What is needed:
Rewrite the records from the line with "A single point falls on each instance of the stone" through the end, putting "marble pillar" in place of "stone column" and changing nothing else.

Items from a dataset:

'''

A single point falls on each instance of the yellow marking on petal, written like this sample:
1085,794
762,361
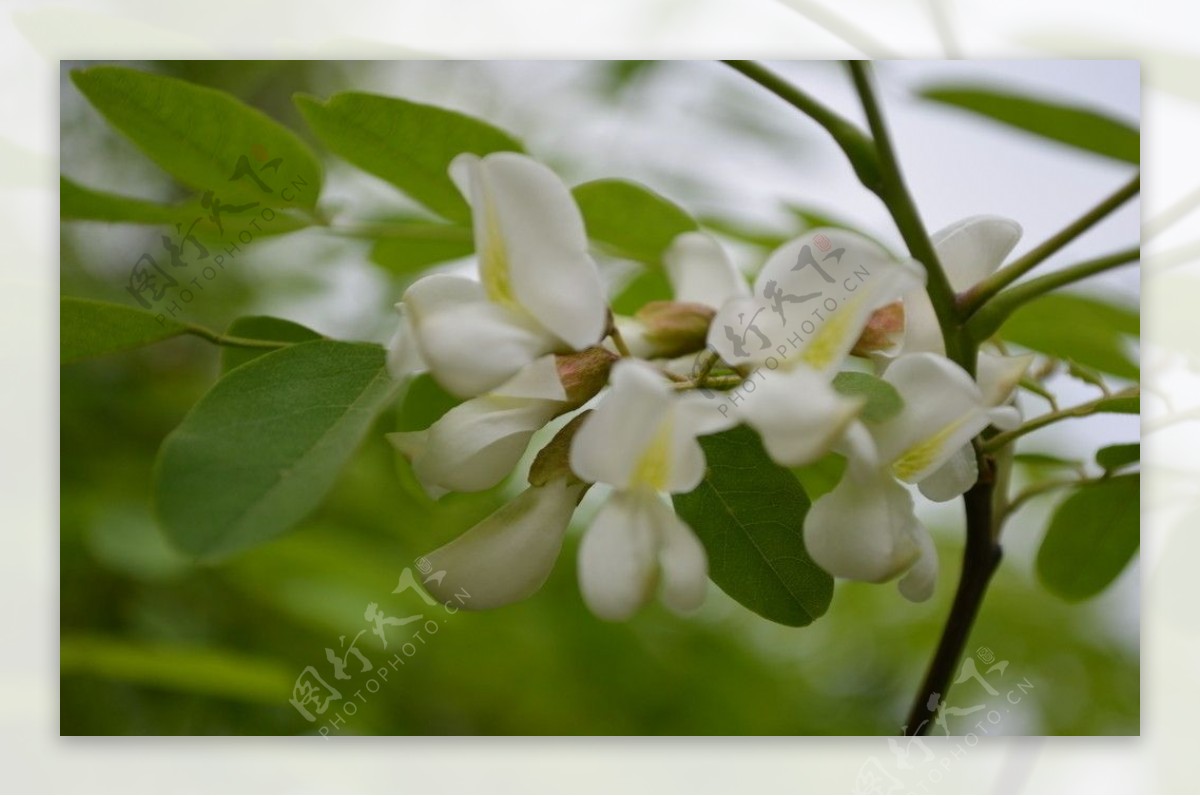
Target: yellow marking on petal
493,261
922,455
829,341
654,465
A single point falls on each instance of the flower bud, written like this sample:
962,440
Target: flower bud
673,328
552,462
583,373
883,333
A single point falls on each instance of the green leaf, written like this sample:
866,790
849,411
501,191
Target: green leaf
186,669
651,285
1072,125
79,203
405,143
631,220
748,512
882,400
425,402
261,450
1117,456
1121,405
1091,538
90,328
1072,327
261,327
203,137
1038,462
419,245
821,476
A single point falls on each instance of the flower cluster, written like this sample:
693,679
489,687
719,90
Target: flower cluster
533,339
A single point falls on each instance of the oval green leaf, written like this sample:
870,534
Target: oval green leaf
261,327
406,143
90,328
1117,456
261,450
1075,126
1092,537
749,513
205,138
882,400
1069,327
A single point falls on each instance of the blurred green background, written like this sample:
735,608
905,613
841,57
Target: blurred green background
154,644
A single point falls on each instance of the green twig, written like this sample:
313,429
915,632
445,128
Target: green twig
978,295
989,318
1080,411
900,204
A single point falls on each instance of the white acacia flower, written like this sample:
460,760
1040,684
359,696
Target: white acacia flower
702,279
865,528
811,301
538,292
509,555
641,440
970,251
477,444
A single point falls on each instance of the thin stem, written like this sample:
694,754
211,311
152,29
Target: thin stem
989,318
973,299
853,142
979,562
900,204
1079,411
234,342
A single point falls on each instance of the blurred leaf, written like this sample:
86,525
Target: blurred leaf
1117,456
649,285
1041,462
425,402
405,143
262,449
749,513
882,400
1091,538
261,327
79,203
1072,125
1121,405
90,328
1078,328
630,219
821,476
203,137
189,669
414,246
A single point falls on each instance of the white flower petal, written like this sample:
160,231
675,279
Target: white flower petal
477,444
957,476
611,443
403,353
798,414
701,271
683,562
863,530
919,582
942,411
538,379
999,376
532,245
471,343
970,250
508,556
618,555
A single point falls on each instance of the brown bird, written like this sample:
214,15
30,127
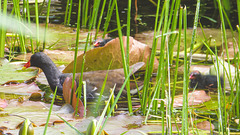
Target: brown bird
94,79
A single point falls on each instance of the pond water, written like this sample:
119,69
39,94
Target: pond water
144,24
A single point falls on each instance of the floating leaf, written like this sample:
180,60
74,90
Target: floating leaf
13,72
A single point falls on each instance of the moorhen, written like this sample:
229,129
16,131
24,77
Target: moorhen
101,42
203,81
94,79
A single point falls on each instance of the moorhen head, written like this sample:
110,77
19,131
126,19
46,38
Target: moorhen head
203,81
101,42
94,79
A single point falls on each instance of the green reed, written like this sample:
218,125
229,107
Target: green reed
100,18
2,30
185,78
49,113
124,61
46,24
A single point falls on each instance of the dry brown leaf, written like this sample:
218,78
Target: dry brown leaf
100,58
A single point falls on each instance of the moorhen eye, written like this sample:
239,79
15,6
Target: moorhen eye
94,79
203,81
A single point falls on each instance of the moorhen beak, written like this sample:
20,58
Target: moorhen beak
203,81
94,79
101,42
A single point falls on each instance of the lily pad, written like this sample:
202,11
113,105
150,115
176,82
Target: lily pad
13,72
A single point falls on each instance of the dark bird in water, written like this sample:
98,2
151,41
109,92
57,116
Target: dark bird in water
94,79
203,81
101,42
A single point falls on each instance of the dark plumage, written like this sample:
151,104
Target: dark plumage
94,79
101,42
203,81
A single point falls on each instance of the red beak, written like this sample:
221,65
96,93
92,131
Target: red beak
28,64
191,77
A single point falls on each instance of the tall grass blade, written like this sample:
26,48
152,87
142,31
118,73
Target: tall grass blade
75,57
70,12
37,25
124,60
2,29
185,78
116,100
46,24
49,113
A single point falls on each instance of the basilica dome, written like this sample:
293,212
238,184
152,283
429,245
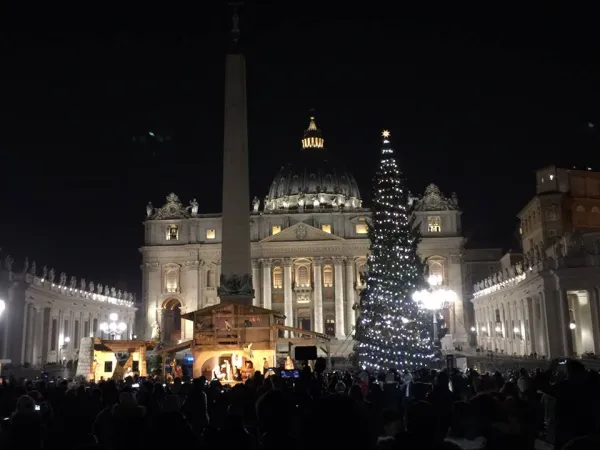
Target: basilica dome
315,181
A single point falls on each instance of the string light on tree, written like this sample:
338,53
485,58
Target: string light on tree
393,331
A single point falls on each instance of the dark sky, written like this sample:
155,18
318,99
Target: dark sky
475,100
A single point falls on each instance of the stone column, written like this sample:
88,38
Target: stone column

'''

The solution:
A single point falls on each instance of the marble pillar, written like this sample:
88,38
Target: marble pillar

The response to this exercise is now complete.